» Tâche courte 1
Rassemblez toutes les lignes des enregistrements qui contiennent le mot « white » et recopiez-les sans les modifier.

#### Texte à lire

Festival de jazz de légende, Juan-les-Pins a, pour son 50e anniversaire, répondu à l’attente d’un public venu encore plus nombreux. On y était.
Juan-les-Pins, plus ancien festival en activité d’Europe, c’est un peu l’événement annuel sur la Côte d’Azur, La Mecque de la note bleue, le festival où il est difficile de citer une star qui n’y soit pas venue : Louis Armstrong, Ray Charles, Ella Fitzgerald, Miles Davis, Dizzy Gillespie, John coltrane, Stan Getz, Benny Goodman, Fats Domino, Nina simone, Count Basie Sonny Rollins, BB King, dans le désordre et en oubliant une noria de stars… Sans compter toutes les animations annexes : une trenatine de concerts en festival « off » sur les places d’Antibes et de Juan, expositions, douze soirées au « Garden Beach Hotel » avec entrée libre et, en ouverture, la cérémonie des « Victoires de la Musique » retransmise par France 3.

########
#### Données affichées

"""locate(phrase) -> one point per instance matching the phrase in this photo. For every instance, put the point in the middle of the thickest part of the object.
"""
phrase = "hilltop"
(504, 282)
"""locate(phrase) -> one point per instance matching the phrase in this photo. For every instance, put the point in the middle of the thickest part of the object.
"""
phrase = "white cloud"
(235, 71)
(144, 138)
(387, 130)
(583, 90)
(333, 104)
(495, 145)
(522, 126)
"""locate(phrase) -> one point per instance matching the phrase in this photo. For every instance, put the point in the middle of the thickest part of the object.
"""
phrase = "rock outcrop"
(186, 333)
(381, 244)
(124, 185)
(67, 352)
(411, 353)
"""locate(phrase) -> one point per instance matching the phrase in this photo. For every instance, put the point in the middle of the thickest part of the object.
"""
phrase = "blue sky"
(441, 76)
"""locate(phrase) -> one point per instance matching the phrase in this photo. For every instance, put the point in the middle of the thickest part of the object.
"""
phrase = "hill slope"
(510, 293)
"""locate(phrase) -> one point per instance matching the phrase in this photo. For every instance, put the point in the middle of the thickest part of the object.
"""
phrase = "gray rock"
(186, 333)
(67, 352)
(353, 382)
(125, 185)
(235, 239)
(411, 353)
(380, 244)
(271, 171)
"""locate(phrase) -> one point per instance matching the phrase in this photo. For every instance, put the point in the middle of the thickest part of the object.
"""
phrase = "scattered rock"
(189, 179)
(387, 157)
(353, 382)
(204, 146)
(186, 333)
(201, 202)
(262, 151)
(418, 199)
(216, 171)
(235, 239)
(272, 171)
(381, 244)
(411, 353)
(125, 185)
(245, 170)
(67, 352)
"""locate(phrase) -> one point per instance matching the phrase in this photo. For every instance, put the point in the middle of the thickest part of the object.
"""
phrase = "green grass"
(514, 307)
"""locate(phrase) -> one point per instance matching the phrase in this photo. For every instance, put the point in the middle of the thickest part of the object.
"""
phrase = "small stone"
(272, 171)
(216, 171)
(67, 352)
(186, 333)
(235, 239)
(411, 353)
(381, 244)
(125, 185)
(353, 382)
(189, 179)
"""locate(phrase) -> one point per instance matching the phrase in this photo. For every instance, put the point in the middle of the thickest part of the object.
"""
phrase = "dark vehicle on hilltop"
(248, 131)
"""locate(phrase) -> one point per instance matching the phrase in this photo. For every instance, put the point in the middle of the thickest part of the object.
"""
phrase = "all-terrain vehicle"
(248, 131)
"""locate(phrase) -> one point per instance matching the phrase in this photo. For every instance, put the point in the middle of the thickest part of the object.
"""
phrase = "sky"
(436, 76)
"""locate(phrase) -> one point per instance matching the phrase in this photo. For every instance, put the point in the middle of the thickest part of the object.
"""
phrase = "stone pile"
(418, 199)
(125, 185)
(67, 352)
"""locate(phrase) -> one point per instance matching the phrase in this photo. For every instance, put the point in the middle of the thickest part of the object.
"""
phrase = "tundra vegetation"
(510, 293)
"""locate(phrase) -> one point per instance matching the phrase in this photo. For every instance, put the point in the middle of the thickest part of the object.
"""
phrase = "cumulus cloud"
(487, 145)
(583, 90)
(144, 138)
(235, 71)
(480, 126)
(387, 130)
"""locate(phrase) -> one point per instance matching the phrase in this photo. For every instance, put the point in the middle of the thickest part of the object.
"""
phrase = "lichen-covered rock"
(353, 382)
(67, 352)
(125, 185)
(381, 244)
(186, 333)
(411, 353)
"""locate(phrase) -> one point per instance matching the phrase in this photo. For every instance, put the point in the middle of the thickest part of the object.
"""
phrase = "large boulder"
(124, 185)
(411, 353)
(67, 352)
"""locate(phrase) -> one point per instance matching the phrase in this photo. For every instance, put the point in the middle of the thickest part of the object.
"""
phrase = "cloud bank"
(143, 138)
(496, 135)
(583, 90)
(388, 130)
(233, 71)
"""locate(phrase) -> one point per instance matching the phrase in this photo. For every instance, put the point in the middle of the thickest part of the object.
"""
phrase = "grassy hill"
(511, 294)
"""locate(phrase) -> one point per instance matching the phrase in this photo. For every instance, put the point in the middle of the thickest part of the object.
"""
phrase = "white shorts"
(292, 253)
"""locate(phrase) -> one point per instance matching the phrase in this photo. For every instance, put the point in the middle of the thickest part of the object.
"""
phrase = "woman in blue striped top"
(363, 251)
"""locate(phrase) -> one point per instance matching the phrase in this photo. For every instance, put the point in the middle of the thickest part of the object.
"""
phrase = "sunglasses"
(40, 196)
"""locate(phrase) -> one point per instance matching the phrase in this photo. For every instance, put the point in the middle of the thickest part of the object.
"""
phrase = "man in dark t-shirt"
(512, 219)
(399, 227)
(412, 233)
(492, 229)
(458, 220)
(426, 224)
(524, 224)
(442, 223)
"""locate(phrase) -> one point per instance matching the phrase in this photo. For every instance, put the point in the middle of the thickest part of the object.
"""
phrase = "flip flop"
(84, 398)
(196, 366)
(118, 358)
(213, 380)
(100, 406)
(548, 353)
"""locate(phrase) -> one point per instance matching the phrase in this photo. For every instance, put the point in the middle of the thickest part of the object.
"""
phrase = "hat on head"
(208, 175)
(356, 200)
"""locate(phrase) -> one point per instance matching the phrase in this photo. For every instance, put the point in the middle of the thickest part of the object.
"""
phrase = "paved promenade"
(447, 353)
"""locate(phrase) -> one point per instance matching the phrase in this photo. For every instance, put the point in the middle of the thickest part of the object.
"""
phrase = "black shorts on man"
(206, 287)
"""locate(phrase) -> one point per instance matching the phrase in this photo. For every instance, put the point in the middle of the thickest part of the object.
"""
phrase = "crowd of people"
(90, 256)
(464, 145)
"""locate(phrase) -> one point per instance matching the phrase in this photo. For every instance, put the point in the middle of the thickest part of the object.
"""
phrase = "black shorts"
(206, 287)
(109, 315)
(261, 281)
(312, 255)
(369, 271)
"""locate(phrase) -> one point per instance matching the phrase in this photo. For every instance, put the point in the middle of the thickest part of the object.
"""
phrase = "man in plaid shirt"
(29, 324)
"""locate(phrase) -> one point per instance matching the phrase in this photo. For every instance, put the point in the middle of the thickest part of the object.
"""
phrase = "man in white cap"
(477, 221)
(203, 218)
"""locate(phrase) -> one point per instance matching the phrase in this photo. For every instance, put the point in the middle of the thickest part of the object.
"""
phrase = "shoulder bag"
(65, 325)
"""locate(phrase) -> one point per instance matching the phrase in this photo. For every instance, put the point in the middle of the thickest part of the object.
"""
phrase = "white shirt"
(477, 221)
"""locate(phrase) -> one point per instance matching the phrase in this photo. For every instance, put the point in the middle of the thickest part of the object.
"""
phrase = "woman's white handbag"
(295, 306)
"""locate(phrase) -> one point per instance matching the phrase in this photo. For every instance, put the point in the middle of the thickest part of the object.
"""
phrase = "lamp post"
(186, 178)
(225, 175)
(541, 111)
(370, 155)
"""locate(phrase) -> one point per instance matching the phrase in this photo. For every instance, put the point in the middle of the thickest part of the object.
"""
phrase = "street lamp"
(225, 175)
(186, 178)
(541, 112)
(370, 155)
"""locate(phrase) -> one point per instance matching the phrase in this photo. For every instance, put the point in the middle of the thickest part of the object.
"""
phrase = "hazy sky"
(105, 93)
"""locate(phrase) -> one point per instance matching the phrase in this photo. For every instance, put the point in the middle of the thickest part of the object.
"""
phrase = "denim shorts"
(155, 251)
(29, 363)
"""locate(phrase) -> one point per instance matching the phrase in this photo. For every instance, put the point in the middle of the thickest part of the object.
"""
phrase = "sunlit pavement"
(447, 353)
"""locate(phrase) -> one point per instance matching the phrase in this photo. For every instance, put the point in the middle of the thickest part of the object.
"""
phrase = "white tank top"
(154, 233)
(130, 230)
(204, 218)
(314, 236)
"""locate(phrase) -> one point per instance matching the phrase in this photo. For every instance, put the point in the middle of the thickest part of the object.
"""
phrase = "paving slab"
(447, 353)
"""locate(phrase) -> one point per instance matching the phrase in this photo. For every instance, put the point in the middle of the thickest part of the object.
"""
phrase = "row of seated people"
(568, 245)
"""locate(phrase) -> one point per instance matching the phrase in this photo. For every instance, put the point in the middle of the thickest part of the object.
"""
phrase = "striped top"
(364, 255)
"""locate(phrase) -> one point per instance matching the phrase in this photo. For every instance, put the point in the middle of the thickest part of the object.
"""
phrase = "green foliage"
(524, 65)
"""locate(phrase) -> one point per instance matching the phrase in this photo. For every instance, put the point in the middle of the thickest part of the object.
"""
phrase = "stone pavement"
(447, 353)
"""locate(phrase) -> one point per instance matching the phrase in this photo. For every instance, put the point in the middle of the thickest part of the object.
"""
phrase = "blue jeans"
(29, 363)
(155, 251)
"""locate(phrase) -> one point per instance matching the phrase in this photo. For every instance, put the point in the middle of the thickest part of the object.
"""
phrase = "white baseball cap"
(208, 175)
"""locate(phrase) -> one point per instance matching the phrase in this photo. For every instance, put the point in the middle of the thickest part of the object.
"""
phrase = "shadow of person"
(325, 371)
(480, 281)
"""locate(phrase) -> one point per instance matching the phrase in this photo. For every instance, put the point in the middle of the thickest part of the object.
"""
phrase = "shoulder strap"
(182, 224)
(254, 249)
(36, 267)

########

» Tâche courte 2
Réécrivez, s'il vous plaît, le passage du texte sur le festival de Juan-les-Pins qui va de « Festival de jazz » jusqu'à « par France 3. », en remplaçant « Côte d’Azur » par « Riviera française ».

» Réponse attendue 1
phrase = "white cloud"
phrase = "white shorts"
phrase = "man in white cap"
phrase = "white shirt"
phrase = "woman's white handbag"
phrase = "white tank top"
phrase = "white baseball cap"

» Réponse attendue 2
Festival de jazz de légende, Juan-les-Pins a, pour son 50e anniversaire, répondu à l’attente d’un public venu encore plus nombreux. On y était.
Juan-les-Pins, plus ancien festival en activité d’Europe, c’est un peu l’événement annuel sur la Riviera française, La Mecque de la note bleue, le festival où il est difficile de citer une star qui n’y soit pas venue : Louis Armstrong, Ray Charles, Ella Fitzgerald, Miles Davis, Dizzy Gillespie, John coltrane, Stan Getz, Benny Goodman, Fats Domino, Nina simone, Count Basie Sonny Rollins, BB King, dans le désordre et en oubliant une noria de stars… Sans compter toutes les animations annexes : une trenatine de concerts en festival « off » sur les places d’Antibes et de Juan, expositions, douze soirées au « Garden Beach Hotel » avec entrée libre et, en ouverture, la cérémonie des « Victoires de la Musique » retransmise par France 3.